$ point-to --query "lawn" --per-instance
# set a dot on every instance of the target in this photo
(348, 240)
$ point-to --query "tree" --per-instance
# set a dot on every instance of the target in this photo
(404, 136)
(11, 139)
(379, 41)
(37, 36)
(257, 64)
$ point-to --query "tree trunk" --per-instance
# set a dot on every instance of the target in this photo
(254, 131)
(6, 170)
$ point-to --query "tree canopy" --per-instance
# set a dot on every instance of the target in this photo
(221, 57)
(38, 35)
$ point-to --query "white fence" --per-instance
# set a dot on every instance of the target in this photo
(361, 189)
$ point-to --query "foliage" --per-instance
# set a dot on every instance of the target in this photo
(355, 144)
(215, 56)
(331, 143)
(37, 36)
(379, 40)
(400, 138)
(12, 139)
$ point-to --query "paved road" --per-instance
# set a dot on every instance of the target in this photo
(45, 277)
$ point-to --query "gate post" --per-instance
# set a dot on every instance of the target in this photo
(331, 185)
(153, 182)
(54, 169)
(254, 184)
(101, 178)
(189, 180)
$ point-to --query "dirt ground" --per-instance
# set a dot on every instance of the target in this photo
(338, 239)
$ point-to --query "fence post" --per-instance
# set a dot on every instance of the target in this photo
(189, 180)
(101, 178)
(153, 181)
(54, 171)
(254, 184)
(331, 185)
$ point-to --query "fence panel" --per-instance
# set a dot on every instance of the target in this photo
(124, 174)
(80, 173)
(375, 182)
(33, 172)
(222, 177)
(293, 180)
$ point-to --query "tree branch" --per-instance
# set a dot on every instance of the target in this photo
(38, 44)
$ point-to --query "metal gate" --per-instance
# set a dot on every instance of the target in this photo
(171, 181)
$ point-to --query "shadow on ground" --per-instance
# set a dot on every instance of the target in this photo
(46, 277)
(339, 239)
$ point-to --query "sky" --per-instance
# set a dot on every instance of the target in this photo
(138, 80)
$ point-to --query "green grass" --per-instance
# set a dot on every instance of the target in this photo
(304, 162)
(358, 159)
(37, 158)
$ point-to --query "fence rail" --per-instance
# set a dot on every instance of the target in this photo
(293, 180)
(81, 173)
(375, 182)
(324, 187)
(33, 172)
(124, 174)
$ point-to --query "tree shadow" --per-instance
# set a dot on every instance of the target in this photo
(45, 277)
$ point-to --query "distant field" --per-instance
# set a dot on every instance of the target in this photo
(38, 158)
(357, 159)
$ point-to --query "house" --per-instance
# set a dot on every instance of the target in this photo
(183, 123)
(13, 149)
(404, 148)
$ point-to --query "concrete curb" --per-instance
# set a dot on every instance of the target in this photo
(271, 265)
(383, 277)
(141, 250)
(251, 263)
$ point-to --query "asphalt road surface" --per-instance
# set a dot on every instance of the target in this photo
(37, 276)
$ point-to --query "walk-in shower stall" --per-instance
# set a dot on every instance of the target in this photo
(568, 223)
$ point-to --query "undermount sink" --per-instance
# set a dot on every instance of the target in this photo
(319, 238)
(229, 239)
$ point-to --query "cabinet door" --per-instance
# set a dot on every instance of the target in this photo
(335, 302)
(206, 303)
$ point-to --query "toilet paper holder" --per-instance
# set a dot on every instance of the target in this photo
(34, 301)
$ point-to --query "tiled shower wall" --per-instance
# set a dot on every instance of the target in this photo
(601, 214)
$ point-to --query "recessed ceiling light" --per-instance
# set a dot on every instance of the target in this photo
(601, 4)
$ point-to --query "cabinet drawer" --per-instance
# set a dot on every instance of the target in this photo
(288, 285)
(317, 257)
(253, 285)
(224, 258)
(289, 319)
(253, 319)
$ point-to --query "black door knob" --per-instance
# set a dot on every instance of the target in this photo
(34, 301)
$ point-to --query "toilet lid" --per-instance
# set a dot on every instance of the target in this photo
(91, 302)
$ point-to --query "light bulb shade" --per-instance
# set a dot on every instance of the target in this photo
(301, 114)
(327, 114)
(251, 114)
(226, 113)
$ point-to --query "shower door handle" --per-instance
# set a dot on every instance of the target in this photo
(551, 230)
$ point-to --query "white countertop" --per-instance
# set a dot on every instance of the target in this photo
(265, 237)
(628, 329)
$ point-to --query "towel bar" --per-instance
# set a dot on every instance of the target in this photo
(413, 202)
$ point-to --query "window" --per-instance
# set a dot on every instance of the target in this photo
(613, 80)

------

EXERCISE DESCRIPTION
Could you find every line in the records above that has the string "post" and copy it?

SOLUTION
$ point-to --query "gate post" --per-instance
$ point-to --query "fence post" --per-instance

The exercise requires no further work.